Task to carry out:
Please lay out as a numbered list the part of the records that opens with the line containing "Drop one dot on each instance of the canopy" and runs through the end of the records, with blank lines and the pictures left out.

[Image point annotation records]
####################

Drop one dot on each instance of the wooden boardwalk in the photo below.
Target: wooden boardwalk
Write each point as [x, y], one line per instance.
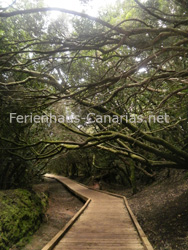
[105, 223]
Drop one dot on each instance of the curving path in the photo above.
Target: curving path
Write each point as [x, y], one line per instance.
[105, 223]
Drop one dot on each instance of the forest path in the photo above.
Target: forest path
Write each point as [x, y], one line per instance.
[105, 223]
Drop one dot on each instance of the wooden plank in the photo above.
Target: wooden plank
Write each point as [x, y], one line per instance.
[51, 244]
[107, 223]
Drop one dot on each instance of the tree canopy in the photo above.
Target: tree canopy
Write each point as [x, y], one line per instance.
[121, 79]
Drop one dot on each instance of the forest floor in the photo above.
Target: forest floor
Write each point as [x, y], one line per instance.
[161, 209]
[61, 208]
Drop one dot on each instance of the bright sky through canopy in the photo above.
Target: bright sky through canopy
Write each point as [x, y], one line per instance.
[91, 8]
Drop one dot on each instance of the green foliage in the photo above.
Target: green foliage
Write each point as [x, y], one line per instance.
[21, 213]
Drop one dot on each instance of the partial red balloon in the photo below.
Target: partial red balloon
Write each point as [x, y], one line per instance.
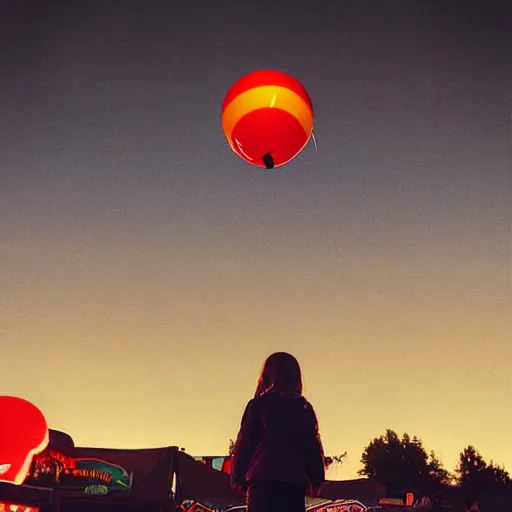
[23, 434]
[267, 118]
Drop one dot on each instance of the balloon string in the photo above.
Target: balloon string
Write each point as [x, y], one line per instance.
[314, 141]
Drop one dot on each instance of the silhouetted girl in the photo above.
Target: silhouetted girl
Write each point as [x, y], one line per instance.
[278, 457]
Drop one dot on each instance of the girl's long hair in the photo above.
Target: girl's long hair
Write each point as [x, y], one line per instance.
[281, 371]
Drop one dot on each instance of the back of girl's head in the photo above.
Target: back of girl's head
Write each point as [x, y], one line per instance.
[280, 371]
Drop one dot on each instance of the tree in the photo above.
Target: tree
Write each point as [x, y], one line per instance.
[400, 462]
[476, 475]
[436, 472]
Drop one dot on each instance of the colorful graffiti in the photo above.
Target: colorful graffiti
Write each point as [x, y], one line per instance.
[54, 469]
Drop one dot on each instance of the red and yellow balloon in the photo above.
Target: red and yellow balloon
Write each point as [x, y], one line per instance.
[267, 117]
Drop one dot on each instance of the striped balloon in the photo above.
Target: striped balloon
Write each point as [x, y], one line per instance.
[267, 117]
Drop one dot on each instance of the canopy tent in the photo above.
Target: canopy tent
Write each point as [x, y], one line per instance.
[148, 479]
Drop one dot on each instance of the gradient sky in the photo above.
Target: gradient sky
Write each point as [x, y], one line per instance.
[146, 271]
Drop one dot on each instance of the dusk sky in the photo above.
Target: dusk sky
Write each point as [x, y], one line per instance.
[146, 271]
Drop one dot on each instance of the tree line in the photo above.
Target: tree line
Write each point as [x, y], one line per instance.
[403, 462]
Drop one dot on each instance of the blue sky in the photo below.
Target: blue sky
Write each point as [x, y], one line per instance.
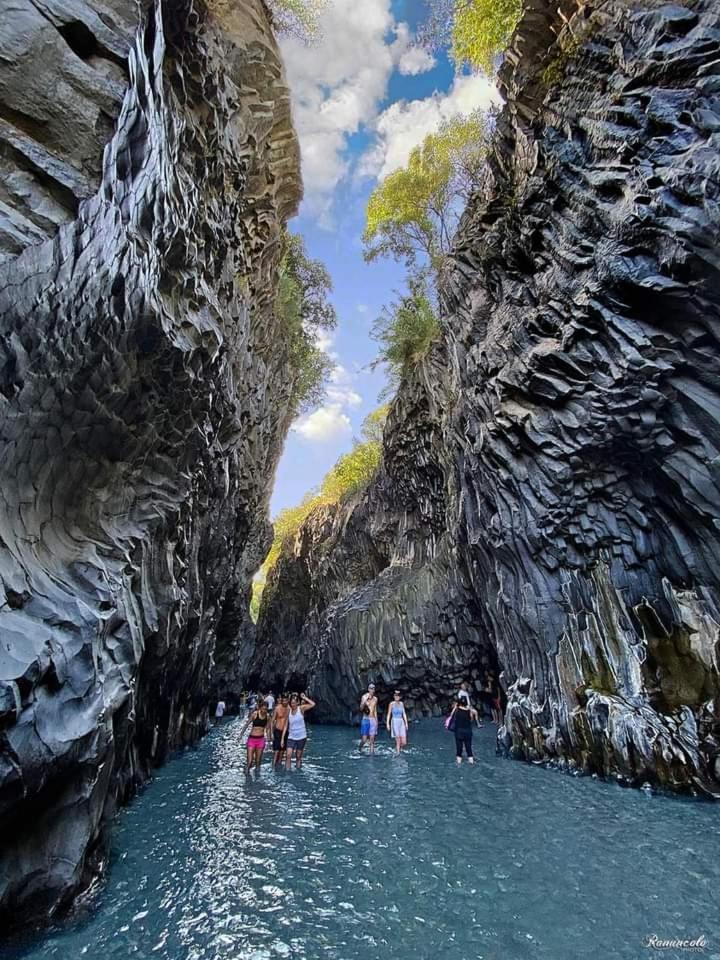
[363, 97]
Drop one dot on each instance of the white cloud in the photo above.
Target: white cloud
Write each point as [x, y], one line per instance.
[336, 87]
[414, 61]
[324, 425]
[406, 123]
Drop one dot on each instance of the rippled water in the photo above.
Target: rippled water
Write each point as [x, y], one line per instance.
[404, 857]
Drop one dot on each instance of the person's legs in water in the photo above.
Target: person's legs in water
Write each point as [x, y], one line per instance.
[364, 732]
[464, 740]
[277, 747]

####################

Final answer:
1. Drop one dot on each instance of the canopy tent in the photo above.
2. Target: canopy tent
3. Write each point as [x, y], one line per instance.
4. [148, 479]
5. Drop one dot on each instance of the gradient sky in the photo above.
6. Target: gradient sky
7. Write each point as [x, y], one line per instance.
8. [146, 271]
9. Drop one dot on each instance of the dusk sky in the photo above.
10. Target: dusk sky
11. Write each point as [x, y], one line per instance.
12. [146, 271]
13. Drop one dot on each instance of the tree line in the photo above.
14. Target: tree line
15. Write each point as [x, y], one line per instance.
16. [403, 462]
17. Drop one dot on each instance of the blue sky in the photo below.
18. Target: blue sky
19. Write each point as [x, y], one line per instance.
20. [363, 97]
21. Drop one dot on each instance of the white cloud in the photo above.
22. Target: white cloud
23. Write each point as [x, y], one line per instance.
24. [336, 87]
25. [414, 61]
26. [324, 425]
27. [406, 123]
28. Drop one dot on each instance of the rippled water in the photo above.
29. Target: rippled water
30. Write each point as [x, y], one line per instance.
31. [404, 857]
32. Drop one dot on each instance of the person's legs in water in the photo above.
33. Target: person's legs in water
34. Write each point as [x, y], one line per instance.
35. [364, 732]
36. [464, 740]
37. [277, 747]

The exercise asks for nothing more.